== 本文 ==
+ + + +

『The Witcher 3: Wild Hunt』の感想


言わずと知れた名作、かどうかは分かりませんが、『The Witcher 3: Wild Hunt』をプレイしていました。というかメインストーリーは終わりましたが、まだ拡張パックのコンテンツ「Blood and Wine(血塗られた美酒)」をプレイ中です(と、書いてる最中に終わりました)。

ポーランドのゲーム開発会社CD Projekt REDが開発したビデオゲームなわけですが、原作はアンドレイ・サプコフスキよるポーランドのファンタジー小説『魔法剣士ゲラルト』。



まあコレはPS4版ですけれども。僕はPC版で遊んでます。


勧善懲悪を避けたストーリーはメインクエストのみならず、サブクエストでも徹底されていて、要所要所で設けられている選択肢はどれもが正しく思えるし、どれもが間違っているようにも思える。その一択で世界情勢が変わる可能性すら孕んでいて、プレイヤーにとってはエンディングにまで影響を及ぼしてくるのだから、そう簡単には決められない(ちなみに僕はラドヴィッド王暗殺に関わるのは断りました)。


メインクエストの結果でWitcher3の世界は36種類の状況があり、サブクエストの選択結果も反映されるエンディングデモが3種用意されている。

+ + + +

== データ一覧 ==
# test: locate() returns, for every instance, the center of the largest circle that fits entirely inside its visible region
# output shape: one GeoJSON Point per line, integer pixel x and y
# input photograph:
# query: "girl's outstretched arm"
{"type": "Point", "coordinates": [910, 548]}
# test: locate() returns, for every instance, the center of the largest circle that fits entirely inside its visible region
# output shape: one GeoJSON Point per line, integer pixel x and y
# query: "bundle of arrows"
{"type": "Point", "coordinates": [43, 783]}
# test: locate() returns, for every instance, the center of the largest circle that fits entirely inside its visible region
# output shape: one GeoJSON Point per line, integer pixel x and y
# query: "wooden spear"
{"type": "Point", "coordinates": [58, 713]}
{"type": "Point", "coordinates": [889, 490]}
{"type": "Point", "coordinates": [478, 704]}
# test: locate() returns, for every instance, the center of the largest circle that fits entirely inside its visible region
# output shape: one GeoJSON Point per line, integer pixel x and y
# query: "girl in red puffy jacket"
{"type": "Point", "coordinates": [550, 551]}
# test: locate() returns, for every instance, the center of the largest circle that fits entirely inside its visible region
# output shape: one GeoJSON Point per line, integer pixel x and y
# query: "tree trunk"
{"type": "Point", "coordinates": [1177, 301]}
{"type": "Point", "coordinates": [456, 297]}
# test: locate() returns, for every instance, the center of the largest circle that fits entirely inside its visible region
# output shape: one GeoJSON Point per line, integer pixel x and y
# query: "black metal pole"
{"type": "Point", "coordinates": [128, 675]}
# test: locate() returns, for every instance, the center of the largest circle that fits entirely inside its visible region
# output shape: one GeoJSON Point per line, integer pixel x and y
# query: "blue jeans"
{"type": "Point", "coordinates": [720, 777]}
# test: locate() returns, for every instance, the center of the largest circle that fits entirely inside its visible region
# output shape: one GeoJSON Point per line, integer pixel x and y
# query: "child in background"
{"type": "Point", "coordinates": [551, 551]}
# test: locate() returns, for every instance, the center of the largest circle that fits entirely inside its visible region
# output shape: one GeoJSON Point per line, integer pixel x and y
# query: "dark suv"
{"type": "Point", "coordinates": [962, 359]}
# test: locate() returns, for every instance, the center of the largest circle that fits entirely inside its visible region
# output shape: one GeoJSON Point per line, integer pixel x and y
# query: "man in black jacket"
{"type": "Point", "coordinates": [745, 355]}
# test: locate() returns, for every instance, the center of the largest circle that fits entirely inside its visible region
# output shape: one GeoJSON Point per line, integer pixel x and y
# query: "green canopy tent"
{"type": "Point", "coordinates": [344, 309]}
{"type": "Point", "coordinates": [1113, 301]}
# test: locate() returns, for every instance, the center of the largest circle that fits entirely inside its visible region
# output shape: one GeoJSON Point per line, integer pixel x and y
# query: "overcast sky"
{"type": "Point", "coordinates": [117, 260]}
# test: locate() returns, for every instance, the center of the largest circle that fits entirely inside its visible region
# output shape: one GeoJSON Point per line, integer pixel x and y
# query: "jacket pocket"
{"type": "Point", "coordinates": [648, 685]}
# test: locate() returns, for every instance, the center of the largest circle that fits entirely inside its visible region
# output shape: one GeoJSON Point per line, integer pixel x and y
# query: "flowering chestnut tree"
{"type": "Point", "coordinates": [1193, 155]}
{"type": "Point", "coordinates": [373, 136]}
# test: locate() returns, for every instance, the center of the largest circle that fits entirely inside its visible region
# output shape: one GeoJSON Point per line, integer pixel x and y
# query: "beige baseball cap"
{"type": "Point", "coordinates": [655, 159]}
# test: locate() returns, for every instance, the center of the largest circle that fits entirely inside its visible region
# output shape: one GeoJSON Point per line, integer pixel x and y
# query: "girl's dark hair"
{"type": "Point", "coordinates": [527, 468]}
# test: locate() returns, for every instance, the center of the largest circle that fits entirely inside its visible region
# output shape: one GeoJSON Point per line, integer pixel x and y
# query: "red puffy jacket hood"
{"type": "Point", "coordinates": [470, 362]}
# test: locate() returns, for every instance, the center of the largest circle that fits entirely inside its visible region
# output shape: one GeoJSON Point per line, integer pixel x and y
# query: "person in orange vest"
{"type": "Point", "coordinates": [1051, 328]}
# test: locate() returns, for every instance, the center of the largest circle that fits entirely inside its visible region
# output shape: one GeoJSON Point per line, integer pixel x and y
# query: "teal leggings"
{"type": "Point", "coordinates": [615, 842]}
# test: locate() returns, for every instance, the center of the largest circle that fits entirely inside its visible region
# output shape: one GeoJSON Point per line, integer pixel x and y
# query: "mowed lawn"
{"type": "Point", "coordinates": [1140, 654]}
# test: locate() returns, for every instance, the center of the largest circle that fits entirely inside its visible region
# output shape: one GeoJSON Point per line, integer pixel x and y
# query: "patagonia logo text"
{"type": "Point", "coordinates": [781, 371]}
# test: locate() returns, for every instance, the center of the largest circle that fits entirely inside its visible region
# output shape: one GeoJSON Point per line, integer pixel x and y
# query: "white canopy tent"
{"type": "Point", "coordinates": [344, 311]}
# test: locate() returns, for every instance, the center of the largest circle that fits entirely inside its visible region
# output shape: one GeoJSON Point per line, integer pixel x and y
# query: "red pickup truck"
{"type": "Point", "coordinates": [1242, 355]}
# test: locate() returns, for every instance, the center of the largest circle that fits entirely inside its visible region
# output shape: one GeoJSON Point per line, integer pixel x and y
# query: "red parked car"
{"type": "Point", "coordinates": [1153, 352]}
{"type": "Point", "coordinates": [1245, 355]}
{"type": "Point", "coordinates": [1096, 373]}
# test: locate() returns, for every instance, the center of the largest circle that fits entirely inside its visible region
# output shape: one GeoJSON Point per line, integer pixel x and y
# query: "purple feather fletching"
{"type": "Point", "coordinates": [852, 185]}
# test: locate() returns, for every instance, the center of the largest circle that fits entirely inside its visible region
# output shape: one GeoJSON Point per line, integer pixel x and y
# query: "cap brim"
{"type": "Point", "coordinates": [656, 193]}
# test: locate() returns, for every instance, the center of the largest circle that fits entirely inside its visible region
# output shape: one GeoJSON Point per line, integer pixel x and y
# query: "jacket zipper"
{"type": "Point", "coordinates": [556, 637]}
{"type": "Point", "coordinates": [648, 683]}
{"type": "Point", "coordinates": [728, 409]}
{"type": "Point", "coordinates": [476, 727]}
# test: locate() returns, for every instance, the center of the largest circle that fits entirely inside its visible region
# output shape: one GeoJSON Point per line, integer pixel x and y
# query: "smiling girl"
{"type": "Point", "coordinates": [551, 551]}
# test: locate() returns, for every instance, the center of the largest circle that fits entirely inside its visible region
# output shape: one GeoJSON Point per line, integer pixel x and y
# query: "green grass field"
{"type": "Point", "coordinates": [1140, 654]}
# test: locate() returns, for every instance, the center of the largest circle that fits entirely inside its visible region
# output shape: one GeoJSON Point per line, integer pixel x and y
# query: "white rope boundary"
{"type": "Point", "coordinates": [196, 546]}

+ + + +

== 課題一覧 ==
- 1) 本文のうち、「まあコレはPS4版ですけれども。僕はPC版で遊んでます。」から「殺に関わるのは断りました)。」までを、両端も含めて一字一句そのまま返すこと。
- 2) データ行のうち、文字列「girl」を含む行はいくつあるか、その数だけを答えよ。
本文とデータ行は互いに関係がない。

== 課題の結果 ==
- 1)
まあコレはPS4版ですけれども。僕はPC版で遊んでます。


勧善懲悪を避けたストーリーはメインクエストのみならず、サブクエストでも徹底されていて、要所要所で設けられている選択肢はどれもが正しく思えるし、どれもが間違っているようにも思える。その一択で世界情勢が変わる可能性すら孕んでいて、プレイヤーにとってはエンディングにまで影響を及ぼしてくるのだから、そう簡単には決められない(ちなみに僕はラドヴィッド王暗殺に関わるのは断りました)。

- 2) 4